• What you should do:
Print, without alteration, the lines that extend from the one holding "Where can you see the metal gate" to the final line of the listing below.

• Stored data:
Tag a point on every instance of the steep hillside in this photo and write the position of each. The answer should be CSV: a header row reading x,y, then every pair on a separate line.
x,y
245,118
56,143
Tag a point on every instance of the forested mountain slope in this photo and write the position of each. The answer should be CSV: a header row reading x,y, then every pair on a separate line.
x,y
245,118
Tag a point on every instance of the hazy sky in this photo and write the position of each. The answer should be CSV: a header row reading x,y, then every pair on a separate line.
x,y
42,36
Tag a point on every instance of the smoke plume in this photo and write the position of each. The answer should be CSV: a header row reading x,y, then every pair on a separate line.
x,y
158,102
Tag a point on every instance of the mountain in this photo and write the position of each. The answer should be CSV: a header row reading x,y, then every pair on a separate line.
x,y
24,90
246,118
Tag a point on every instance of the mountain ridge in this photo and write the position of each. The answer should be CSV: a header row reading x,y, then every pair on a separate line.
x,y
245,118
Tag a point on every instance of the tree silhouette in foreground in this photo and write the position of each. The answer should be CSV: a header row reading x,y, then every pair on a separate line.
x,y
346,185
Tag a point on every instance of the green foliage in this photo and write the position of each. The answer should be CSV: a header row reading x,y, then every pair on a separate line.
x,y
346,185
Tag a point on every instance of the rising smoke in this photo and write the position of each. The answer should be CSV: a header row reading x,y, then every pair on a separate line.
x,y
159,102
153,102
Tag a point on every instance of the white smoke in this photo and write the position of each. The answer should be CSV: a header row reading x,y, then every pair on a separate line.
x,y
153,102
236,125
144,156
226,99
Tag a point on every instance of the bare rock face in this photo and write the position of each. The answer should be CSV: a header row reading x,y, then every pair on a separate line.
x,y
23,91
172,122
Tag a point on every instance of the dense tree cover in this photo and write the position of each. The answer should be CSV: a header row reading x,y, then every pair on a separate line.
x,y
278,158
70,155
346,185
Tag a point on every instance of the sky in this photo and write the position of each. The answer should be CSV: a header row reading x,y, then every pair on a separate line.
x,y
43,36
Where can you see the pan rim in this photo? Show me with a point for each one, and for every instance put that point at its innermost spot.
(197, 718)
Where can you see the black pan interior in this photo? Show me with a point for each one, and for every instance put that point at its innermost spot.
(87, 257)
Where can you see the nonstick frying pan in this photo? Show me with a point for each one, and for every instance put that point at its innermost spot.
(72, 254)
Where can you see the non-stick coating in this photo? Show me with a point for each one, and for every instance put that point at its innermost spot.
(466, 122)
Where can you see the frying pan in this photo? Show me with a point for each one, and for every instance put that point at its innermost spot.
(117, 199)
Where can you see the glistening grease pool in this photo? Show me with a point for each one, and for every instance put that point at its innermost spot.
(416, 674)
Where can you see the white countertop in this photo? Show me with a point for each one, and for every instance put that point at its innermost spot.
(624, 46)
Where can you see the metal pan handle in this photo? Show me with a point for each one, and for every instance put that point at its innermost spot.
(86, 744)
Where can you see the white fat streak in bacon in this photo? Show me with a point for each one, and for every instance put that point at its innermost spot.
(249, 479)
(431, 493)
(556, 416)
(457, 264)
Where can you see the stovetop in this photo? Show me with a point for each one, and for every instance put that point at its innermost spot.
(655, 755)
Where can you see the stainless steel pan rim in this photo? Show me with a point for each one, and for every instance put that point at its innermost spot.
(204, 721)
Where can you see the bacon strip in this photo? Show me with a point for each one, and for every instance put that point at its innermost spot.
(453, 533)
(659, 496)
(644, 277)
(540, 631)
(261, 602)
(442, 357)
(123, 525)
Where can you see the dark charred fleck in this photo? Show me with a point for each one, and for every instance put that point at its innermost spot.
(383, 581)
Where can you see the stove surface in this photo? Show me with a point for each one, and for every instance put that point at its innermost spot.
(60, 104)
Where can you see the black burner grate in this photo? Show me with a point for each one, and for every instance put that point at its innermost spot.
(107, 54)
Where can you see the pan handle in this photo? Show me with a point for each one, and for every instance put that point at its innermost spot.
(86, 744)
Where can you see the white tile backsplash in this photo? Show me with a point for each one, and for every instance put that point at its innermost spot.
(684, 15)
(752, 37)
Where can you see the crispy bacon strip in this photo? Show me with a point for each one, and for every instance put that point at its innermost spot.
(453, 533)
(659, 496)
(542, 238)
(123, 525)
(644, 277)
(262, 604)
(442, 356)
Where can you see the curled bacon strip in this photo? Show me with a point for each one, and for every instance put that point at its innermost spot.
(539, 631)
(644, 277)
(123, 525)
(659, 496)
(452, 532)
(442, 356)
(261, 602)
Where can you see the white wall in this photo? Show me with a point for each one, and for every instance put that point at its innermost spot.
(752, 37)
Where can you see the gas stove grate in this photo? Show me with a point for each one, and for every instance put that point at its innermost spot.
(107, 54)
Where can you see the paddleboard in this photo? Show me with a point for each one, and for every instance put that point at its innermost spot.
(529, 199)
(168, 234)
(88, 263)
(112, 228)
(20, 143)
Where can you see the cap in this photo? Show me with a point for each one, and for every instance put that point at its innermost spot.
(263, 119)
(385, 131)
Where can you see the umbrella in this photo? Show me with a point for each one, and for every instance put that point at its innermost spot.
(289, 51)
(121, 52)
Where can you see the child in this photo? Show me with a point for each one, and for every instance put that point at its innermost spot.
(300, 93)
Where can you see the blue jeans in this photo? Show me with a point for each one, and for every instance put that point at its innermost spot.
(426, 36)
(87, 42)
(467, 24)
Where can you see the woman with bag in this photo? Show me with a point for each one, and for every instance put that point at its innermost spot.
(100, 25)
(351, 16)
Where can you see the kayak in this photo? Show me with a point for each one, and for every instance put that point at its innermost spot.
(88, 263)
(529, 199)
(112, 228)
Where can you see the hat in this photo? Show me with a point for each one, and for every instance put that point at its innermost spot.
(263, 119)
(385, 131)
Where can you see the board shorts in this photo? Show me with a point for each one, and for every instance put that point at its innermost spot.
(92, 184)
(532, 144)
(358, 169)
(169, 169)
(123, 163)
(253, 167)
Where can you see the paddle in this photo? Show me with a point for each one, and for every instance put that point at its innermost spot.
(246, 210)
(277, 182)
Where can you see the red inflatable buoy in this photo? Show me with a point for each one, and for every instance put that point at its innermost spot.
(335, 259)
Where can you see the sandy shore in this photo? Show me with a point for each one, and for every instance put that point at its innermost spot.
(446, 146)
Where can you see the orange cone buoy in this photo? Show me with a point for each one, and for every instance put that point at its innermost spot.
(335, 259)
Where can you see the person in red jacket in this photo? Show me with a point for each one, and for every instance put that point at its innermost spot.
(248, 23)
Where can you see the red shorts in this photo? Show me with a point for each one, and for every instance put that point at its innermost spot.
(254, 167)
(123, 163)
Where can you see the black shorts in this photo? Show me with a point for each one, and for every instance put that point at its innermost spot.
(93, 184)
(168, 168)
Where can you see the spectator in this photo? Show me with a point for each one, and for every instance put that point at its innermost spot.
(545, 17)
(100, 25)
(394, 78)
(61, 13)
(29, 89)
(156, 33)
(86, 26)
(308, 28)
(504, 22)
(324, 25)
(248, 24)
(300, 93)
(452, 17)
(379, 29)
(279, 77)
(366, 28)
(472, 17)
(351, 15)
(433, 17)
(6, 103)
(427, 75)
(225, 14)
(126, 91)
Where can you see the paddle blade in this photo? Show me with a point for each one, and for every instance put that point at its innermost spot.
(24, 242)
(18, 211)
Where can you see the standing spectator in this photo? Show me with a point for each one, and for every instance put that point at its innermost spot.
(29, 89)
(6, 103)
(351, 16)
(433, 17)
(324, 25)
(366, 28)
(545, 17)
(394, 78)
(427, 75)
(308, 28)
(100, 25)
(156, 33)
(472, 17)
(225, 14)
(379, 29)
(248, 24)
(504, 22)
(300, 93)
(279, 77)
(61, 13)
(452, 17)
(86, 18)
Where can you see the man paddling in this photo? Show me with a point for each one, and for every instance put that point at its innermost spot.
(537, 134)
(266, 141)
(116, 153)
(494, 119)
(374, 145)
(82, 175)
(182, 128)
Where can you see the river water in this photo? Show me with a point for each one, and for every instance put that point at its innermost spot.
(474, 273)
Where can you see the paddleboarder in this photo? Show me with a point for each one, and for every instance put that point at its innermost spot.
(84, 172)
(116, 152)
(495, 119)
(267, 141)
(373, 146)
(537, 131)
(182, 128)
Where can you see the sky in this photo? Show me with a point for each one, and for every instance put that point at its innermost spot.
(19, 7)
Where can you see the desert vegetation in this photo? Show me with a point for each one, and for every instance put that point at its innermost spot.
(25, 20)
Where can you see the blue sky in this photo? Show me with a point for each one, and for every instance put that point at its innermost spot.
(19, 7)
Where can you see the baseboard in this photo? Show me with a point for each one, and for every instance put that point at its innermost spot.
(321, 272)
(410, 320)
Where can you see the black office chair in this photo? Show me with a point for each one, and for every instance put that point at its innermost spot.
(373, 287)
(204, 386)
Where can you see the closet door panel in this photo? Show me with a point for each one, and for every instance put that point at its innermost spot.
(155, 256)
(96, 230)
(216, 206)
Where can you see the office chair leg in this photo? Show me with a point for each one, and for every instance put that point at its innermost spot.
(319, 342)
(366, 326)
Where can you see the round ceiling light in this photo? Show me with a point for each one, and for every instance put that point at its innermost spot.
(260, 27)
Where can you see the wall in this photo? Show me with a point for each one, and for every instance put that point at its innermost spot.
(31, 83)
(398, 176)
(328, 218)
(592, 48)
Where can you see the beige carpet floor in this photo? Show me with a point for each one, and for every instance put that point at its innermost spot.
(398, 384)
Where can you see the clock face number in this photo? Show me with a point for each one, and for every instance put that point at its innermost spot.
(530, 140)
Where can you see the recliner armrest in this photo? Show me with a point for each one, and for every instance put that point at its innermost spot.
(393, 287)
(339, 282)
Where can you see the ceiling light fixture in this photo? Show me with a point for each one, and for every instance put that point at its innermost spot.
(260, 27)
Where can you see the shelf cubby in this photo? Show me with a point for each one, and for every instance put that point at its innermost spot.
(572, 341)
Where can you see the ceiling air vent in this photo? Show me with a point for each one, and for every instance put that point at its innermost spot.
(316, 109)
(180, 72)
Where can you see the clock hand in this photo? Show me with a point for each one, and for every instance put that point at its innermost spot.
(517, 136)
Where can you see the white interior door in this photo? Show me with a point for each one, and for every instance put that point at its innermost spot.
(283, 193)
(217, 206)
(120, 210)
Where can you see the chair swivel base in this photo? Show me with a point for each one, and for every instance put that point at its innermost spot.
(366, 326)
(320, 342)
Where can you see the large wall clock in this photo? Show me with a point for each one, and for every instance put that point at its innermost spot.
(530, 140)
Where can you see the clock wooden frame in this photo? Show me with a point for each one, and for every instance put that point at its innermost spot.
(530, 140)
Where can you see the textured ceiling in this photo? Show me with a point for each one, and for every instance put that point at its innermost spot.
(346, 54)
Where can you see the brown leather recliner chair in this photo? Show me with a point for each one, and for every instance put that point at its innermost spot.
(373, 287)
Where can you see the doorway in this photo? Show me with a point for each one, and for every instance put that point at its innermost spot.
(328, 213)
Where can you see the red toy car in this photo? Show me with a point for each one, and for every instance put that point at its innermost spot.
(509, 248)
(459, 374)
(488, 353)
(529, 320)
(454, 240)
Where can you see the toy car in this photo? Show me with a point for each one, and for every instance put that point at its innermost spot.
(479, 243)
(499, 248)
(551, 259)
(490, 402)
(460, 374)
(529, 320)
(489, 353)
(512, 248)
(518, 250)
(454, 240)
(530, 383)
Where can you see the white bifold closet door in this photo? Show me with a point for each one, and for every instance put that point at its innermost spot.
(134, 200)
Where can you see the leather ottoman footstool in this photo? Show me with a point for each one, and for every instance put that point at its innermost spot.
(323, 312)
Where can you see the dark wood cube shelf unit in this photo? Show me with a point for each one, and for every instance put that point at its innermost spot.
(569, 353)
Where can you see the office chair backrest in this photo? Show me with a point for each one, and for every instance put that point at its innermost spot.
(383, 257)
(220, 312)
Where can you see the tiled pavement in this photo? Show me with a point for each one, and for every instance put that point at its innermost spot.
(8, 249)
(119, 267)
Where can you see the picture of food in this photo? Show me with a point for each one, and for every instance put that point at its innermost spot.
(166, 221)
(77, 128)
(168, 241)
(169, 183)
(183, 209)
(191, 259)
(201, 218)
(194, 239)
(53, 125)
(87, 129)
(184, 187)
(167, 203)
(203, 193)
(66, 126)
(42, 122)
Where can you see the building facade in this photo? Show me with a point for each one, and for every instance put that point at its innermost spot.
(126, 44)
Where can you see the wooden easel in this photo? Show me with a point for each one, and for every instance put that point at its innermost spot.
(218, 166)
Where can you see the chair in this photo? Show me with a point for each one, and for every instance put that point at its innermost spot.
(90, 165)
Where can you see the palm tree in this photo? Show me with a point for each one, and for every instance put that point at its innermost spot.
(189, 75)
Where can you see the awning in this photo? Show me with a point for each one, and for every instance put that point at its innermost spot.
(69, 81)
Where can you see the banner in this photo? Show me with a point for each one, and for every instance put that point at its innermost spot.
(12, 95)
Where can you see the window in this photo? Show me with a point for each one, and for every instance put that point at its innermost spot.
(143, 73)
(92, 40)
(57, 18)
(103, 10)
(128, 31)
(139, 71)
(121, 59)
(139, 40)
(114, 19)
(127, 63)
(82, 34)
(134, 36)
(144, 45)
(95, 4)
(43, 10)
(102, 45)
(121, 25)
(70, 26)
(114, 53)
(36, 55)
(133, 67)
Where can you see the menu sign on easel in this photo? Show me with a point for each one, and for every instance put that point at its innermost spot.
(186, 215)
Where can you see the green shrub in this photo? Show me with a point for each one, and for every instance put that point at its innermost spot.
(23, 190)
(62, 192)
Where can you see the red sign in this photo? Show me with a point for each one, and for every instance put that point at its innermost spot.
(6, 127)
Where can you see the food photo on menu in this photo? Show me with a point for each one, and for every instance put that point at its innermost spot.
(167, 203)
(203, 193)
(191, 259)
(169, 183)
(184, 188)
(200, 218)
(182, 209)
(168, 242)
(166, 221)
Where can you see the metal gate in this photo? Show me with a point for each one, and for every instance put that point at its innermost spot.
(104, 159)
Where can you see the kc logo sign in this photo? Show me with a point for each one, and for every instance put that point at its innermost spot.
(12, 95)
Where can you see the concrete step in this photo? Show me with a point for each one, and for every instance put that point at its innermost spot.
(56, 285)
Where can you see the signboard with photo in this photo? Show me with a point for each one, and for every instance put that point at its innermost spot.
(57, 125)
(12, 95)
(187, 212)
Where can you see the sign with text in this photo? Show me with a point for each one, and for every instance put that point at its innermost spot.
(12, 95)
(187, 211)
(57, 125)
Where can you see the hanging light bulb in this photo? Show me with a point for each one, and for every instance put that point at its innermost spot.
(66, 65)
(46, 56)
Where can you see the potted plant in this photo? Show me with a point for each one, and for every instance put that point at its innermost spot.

• Solution to this task:
Where can you see the metal gate in this photo? Show me with a point for each one, and for every instance put that point at its innermost spot.
(104, 159)
Where can you see the kc logo sign in this photo? Show me with a point for each one, and for every instance put that point at its innermost spot.
(12, 95)
Where can you see the concrete step in this photo? Show me with a point for each one, and for every instance put that point at its innermost spot.
(56, 285)
Where can you see the signboard with photo in this photo? Show me with a point for each one, and for every instance put that point at its innermost spot.
(57, 125)
(12, 95)
(187, 212)
Where can you see the sign with text in this photo? Show me with a point for each one, and for every instance put that point at its innermost spot.
(12, 95)
(187, 211)
(57, 125)
Where can you see the hanging light bulb in this photo? Show me with a point for each one, and for every instance put that point at its innermost spot.
(66, 65)
(46, 56)
Where can you see the potted plant in this photo? Show me with a point for each one, and for every instance put that point at its innermost spot.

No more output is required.